### Selected excerpt
On Sunday Dave Hodges reported that Ebola is either already here or will soon enter through our unsecured Southern Border. Additionally, Dr. Jane Orient has noted that there are upwards of 100,000 West Africans currently in Central America. More are sure to be arriving on a regular basis.
To complete the trifecta, Breitbart.com reported over the weekend that immigrants have been caught trying to enter the United States from over 75 countries including many from Western Africa.
On Sunday, Brandon Darby reported:
Among the significant revelations are that individuals from nations currently suffering from the world’s largest Ebola outbreak have been caught attempting to sneak across the porous U.S. border into the interior of the United States. At least 71 individuals from the three nations affected by the current Ebola outbreak have either turned themselves in or been caught attempting to illegally enter the U.S. by U.S. authorities between January 2014 and July 2014.
Please keep in mind that this is 71 who have been caught or turned themselves in. The number who successfully crossed could be substantially higher.
Despite these facts, I have grown frustrated by some of the current debate on social media. Many seem to reason that no one with Ebola could make that trip. They seem to forget that the latency period can be as long as 21 days, and…
Keep in mind that even if a person from West Africa is unable to complete that journey, they could be potentially infecting those around them who are. It does not have to be a West African who crosses the border with a full-blown case of Ebola. It could be that they come to El Salvador, Honduras or Guatemala, and infect some of the locals before those locals attempt to cross.
I see it as common sense. Some seem to see it as conspiracy.
The point is that it is very possible, if not likely, and questions need to be asked. But with congress off on a 5-week vacation, there is seemingly no one around to ask those questions.
Congressman Todd Rokita is a Republican from Indiana’s 4th District. In a radio interview on Monday he asked the question that so many have seemed unwilling to ask.
What about the Southern Border?

### Data for review

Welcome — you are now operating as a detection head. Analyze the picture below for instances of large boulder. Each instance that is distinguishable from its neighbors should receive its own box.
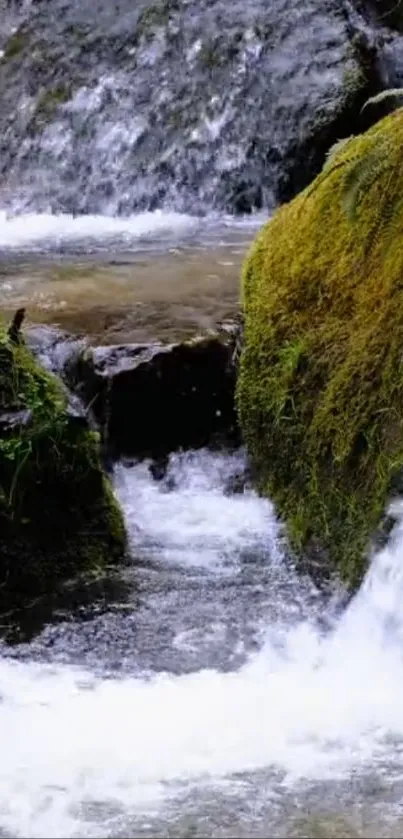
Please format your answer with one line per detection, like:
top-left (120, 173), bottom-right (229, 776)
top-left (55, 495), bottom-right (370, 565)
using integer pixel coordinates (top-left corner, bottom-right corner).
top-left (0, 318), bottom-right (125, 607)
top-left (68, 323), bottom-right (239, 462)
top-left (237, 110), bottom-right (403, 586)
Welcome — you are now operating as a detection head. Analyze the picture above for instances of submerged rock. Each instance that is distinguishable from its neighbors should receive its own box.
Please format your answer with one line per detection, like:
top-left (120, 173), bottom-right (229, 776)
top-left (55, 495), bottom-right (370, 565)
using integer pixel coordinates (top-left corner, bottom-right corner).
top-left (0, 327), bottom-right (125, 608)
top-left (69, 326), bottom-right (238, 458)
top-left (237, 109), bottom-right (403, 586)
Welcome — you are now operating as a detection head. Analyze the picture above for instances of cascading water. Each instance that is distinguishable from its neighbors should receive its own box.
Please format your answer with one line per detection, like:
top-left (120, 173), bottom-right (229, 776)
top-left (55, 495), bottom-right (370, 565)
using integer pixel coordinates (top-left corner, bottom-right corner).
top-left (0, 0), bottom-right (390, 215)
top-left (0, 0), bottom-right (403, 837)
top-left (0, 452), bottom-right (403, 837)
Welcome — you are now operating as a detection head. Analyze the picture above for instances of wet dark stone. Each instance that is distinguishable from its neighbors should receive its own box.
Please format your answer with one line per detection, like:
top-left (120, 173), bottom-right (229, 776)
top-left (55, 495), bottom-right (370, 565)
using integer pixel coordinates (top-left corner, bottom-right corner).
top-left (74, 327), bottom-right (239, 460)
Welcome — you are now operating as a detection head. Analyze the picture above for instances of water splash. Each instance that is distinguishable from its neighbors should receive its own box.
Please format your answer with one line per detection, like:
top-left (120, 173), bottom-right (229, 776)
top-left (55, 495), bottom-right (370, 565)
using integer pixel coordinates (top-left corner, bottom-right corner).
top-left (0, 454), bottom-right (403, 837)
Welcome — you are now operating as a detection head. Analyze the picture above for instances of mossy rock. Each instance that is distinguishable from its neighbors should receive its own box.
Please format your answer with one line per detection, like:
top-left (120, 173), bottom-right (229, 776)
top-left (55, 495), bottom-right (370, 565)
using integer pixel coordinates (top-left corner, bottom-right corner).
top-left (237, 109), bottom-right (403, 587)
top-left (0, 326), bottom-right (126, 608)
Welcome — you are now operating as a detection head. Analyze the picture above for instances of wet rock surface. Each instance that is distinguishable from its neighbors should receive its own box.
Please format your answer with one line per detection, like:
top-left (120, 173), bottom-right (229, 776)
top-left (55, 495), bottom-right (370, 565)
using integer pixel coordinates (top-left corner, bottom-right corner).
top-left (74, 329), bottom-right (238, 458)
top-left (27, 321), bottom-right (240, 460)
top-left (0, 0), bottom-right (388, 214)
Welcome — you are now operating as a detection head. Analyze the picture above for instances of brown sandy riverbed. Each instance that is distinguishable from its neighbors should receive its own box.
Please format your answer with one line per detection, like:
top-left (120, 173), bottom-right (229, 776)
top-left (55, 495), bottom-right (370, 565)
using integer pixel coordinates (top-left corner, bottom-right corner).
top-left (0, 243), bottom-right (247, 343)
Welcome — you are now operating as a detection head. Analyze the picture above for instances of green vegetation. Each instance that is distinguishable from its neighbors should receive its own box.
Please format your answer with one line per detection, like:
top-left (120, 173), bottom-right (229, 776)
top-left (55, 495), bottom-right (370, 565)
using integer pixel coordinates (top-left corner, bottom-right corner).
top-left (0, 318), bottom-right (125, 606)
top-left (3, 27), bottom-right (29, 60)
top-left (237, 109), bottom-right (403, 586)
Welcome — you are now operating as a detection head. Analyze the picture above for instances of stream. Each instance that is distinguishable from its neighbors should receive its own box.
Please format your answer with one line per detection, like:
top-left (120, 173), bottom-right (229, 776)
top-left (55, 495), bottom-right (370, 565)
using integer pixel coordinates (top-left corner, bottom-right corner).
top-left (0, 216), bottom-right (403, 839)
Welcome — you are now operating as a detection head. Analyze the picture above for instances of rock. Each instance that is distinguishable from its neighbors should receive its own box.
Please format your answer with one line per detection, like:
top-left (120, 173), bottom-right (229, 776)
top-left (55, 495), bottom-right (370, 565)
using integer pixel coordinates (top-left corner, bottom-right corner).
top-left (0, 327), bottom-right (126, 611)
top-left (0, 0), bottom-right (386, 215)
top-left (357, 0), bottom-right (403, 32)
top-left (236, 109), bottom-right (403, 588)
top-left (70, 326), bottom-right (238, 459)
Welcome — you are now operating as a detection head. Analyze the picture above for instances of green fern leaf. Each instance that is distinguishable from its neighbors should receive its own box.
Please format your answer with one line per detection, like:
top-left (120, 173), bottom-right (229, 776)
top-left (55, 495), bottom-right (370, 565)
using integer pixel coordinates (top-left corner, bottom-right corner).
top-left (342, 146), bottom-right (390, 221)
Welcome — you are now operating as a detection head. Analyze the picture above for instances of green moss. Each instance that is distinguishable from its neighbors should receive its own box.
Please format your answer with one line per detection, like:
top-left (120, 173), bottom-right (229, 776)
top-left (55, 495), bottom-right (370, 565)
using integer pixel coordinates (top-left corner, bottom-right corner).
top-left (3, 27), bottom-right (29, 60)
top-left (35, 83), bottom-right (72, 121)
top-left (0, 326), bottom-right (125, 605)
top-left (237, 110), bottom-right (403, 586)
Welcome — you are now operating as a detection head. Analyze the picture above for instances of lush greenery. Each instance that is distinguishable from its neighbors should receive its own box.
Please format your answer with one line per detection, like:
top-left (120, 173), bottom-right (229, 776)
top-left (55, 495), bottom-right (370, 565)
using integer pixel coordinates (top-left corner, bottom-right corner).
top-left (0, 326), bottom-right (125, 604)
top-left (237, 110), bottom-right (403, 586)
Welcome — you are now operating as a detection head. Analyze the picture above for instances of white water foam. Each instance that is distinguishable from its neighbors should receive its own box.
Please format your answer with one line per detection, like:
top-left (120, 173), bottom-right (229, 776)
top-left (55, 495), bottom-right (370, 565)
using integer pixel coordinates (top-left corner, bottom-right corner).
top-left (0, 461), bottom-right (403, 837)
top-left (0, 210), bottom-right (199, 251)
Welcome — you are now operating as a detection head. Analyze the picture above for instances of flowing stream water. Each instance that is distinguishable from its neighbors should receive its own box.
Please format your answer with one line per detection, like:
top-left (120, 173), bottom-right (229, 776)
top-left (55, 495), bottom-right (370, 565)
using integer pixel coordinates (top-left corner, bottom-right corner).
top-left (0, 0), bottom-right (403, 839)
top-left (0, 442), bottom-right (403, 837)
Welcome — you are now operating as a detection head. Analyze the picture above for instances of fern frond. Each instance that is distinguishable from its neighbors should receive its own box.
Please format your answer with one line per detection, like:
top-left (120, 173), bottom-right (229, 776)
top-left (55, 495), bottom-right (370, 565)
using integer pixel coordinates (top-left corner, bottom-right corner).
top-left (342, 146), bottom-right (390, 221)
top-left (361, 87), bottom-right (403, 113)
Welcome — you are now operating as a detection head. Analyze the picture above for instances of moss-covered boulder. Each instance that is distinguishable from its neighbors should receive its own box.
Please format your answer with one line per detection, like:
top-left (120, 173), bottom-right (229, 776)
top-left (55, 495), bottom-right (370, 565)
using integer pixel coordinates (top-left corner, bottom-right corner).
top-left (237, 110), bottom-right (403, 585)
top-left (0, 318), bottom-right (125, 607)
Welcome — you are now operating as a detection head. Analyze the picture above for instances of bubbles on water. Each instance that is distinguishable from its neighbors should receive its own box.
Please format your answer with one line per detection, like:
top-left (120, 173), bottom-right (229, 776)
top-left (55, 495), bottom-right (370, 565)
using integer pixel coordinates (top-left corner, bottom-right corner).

### Using the information
1. In the post on Ebola and the Southern Border, how many people from the three nations hit by the outbreak were caught or turned themselves in at the U.S. border between January and July 2014?
2. Take the passage of the post on Ebola and the Southern Border that opens with "On Sunday, Brandon" and closes with "and July 2014.". Write it out with "porous" swapped for "open".
3. Continue the post on Ebola and the Southern Border, starting after its final line.
The records are separate material, not part of the post.

### Set of answers
1. At least 71.

2.
On Sunday, Brandon Darby reported:
Among the significant revelations are that individuals from nations currently suffering from the world’s largest Ebola outbreak have been caught attempting to sneak across the open U.S. border into the interior of the United States. At least 71 individuals from the three nations affected by the current Ebola outbreak have either turned themselves in or been caught attempting to illegally enter the U.S. by U.S. authorities between January 2014 and July 2014.

3.
The Munster native, whose district includes Newton and Jasper counties, made the unsubstantiated claim during an interview on Indianapolis’ WIBC-FM “Garrison” radio program.
Referencing a conversation he had with U.S. Rep. Larry Bucshon, R-Newburgh, who is a heart surgeon, Rokita said they agreed there is a public health risk associated with the federal refugee agency placing immigrant children in the homes of U.S. relatives or sponsors.
“He said, look, we need to know just from a public-health standpoint, with Ebola circulating and everything else — no, that’s my addition to it, not necessarily his — but he said we need to know the condition of these kids,” Rokita said.
No human Ebola illness ever has been contracted in the Western Hemisphere and none of the 30,340 unaccompanied minors released this year to relatives or sponsors, including the 245 children placed in Indiana homes, have Ebola, according to the U.S. Office of Refugee Resettlement.
The refugee agency notes on its placement-reporting website that all children receive vaccinations and medical screenings before being released to a relative or sponsor, and no child is released who has a contagious condition.
Rokita said he doubts that claim and suggested the better course would be to keep all the children together in one place.
Unsubstantiated? It’s common sense. And since these kids are being vaccinated, does that include the, so far, non-existent Ebola vaccine?
If there are West Africans pouring into Central America it only seems to reason that they could infect others, even if they do not cross the border themselves.
I would agree with Rokita. I do not believe the narrative of these health screenings, at least not to the extent that they are comprehensive.
Do you really believe that these kids are being tested for Ebola?
As you have already seen in the possible case at Mt. Sinai Hospital, the testing is not instantaneous and my sources tell me that it takes a minimum of 24-48 hours to properly screen a patient for Ebola.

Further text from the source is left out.